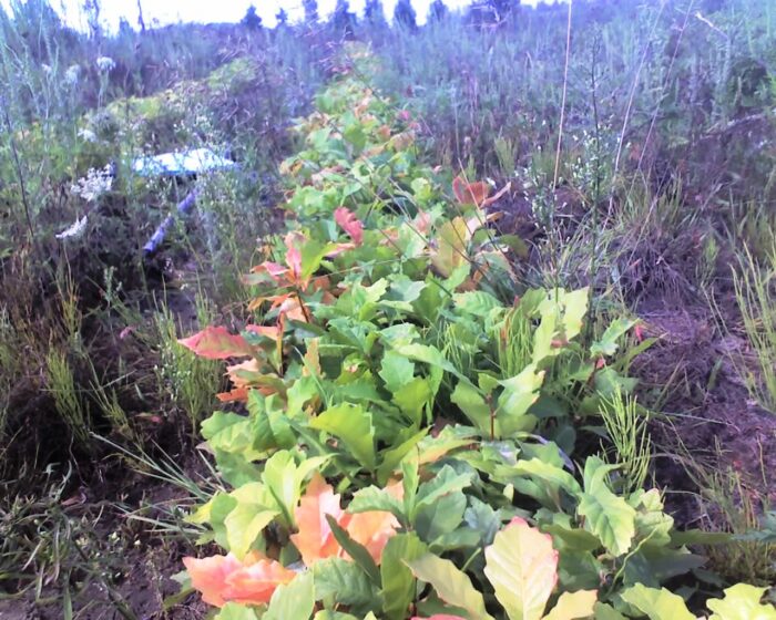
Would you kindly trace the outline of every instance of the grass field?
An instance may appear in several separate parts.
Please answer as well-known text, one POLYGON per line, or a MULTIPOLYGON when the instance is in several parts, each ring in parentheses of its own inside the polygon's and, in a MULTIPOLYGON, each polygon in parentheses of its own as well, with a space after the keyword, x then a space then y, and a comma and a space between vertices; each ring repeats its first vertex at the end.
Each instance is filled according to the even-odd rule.
POLYGON ((0 8, 0 619, 776 618, 776 4, 313 4, 0 8))

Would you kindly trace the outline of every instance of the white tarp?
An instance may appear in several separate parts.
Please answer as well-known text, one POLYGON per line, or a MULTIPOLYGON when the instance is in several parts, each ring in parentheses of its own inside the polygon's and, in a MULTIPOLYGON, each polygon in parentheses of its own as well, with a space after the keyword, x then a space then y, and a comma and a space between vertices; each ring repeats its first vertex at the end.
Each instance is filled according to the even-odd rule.
POLYGON ((182 153, 162 153, 132 162, 132 170, 141 176, 177 176, 225 170, 237 164, 210 148, 194 148, 182 153))

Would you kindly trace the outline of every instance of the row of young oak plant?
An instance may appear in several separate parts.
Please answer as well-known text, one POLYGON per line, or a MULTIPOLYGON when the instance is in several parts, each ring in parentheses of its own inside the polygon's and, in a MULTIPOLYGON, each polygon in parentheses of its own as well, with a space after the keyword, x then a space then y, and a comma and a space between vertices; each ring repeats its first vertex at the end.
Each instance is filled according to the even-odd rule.
POLYGON ((225 490, 190 517, 224 552, 185 558, 188 587, 221 620, 694 618, 661 586, 702 567, 697 533, 624 464, 574 461, 633 389, 634 322, 595 338, 586 290, 521 290, 498 194, 426 166, 348 51, 296 124, 255 322, 181 341, 232 383, 202 424, 225 490))

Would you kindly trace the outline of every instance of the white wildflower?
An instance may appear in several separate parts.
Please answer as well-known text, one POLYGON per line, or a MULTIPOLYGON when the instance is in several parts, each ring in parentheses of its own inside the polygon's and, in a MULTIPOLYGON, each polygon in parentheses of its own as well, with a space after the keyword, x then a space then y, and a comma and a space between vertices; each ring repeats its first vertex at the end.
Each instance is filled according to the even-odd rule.
POLYGON ((81 68, 78 64, 71 64, 68 71, 64 72, 64 81, 74 86, 78 84, 78 80, 81 76, 81 68))
POLYGON ((115 69, 116 63, 113 61, 111 56, 100 56, 96 60, 98 69, 100 71, 104 71, 105 73, 110 73, 115 69))
POLYGON ((89 168, 85 177, 79 178, 70 186, 70 192, 88 203, 93 203, 100 196, 110 192, 112 187, 113 175, 111 174, 111 166, 105 166, 99 170, 89 168))
POLYGON ((88 127, 81 127, 78 131, 78 136, 84 142, 96 142, 96 134, 88 127))
POLYGON ((86 230, 86 216, 84 215, 81 219, 76 219, 70 227, 62 230, 58 235, 54 235, 58 239, 78 239, 86 230))

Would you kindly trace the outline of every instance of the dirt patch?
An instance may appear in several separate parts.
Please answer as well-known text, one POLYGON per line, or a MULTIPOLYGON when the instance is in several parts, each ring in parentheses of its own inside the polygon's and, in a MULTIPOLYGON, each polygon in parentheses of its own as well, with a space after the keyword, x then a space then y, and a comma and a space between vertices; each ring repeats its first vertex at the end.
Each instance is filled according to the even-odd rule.
MULTIPOLYGON (((645 334, 657 342, 636 358, 633 373, 646 394, 662 396, 653 423, 655 478, 678 524, 697 527, 705 510, 687 465, 736 472, 764 500, 776 502, 776 415, 754 402, 734 360, 746 341, 721 334, 703 306, 645 307, 645 334), (662 390, 666 390, 661 393, 662 390)), ((735 319, 727 318, 727 324, 735 319)))

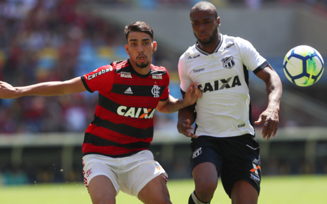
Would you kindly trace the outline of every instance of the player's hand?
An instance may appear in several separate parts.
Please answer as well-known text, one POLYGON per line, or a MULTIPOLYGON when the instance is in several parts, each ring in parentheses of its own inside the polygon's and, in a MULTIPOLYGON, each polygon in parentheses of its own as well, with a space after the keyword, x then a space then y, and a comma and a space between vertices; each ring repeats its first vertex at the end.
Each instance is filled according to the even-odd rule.
POLYGON ((196 100, 202 96, 202 92, 198 88, 198 85, 196 82, 193 82, 186 91, 183 99, 183 103, 186 105, 185 106, 194 104, 196 100))
POLYGON ((15 92, 16 90, 12 86, 6 82, 0 81, 0 98, 14 98, 15 92))
POLYGON ((190 124, 191 121, 189 119, 185 120, 182 122, 177 123, 177 129, 178 130, 178 132, 188 137, 197 138, 198 136, 191 132, 190 130, 193 129, 194 128, 191 126, 190 124))
POLYGON ((254 124, 259 124, 264 121, 264 127, 262 129, 262 136, 264 139, 269 140, 272 134, 275 137, 278 125, 279 122, 278 115, 278 110, 273 108, 268 108, 259 116, 254 124))

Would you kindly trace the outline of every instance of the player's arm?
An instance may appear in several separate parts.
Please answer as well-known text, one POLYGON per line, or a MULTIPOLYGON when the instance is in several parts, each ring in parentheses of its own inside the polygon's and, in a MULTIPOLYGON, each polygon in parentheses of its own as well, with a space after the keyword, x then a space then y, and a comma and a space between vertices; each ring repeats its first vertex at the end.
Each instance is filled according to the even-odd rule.
POLYGON ((169 95, 168 98, 164 101, 159 102, 156 110, 165 113, 170 113, 176 112, 179 110, 190 105, 194 104, 196 100, 202 95, 202 92, 198 88, 198 84, 193 83, 186 91, 185 96, 183 99, 176 99, 169 95))
POLYGON ((79 93, 86 91, 81 77, 64 82, 49 82, 32 85, 14 87, 0 82, 0 98, 9 99, 28 95, 51 96, 79 93))
MULTIPOLYGON (((184 98, 184 95, 182 95, 184 98)), ((196 117, 195 104, 178 111, 178 121, 177 122, 178 132, 186 137, 197 138, 197 136, 190 131, 190 130, 193 129, 193 127, 191 125, 195 121, 196 117)))
POLYGON ((281 79, 270 65, 256 73, 256 76, 266 83, 266 91, 268 95, 267 109, 260 115, 259 118, 254 122, 260 124, 264 122, 262 136, 269 140, 272 134, 274 137, 279 123, 278 111, 282 97, 282 86, 281 79))

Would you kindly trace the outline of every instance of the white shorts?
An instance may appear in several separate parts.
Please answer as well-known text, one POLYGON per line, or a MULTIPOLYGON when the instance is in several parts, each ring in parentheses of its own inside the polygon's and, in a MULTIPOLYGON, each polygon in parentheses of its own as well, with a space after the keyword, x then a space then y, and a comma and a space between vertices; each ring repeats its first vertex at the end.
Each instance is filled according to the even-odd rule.
POLYGON ((168 177, 148 150, 119 158, 88 155, 83 157, 83 165, 84 183, 87 188, 92 178, 104 175, 111 181, 117 194, 120 190, 136 197, 143 187, 158 175, 161 174, 166 183, 168 177))

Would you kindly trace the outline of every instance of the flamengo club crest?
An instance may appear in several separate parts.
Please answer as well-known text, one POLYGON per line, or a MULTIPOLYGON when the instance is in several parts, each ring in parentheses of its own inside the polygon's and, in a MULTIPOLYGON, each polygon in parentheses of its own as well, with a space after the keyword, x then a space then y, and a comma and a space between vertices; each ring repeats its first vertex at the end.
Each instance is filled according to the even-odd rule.
POLYGON ((153 94, 153 97, 155 98, 159 97, 159 93, 160 93, 160 87, 157 85, 153 85, 152 89, 151 89, 151 93, 153 94))
POLYGON ((224 67, 230 69, 231 67, 233 67, 234 65, 235 65, 235 62, 234 62, 233 59, 234 59, 233 56, 230 56, 226 57, 221 60, 221 61, 223 62, 223 66, 224 67))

__Do this__:
Transcribe verbatim the lines from the one containing "flamengo club crest?" through the last line, both included.

__The result__:
Would you kindly trace the outline of every instance of the flamengo club crest?
An instance may appear in several separate parts.
Please answer as well-known text, one POLYGON per line, or a MULTIPOLYGON when the instance is in several parts, each ring in parentheses of its own inside the polygon's and, in a MULTIPOLYGON, each polygon in parentheses of its own as well, with a space after the keyword, x then a space then y, and a comma and a space between vertices; each ring repeats its first vertex at the end.
Each instance is filled according to the even-odd rule.
POLYGON ((153 94, 153 97, 155 98, 159 97, 159 93, 160 93, 160 87, 157 85, 153 85, 152 89, 151 89, 151 93, 153 94))
POLYGON ((224 67, 230 69, 231 67, 233 67, 234 65, 235 65, 235 62, 234 62, 233 59, 234 59, 233 56, 230 56, 226 57, 221 60, 221 61, 223 62, 223 66, 224 67))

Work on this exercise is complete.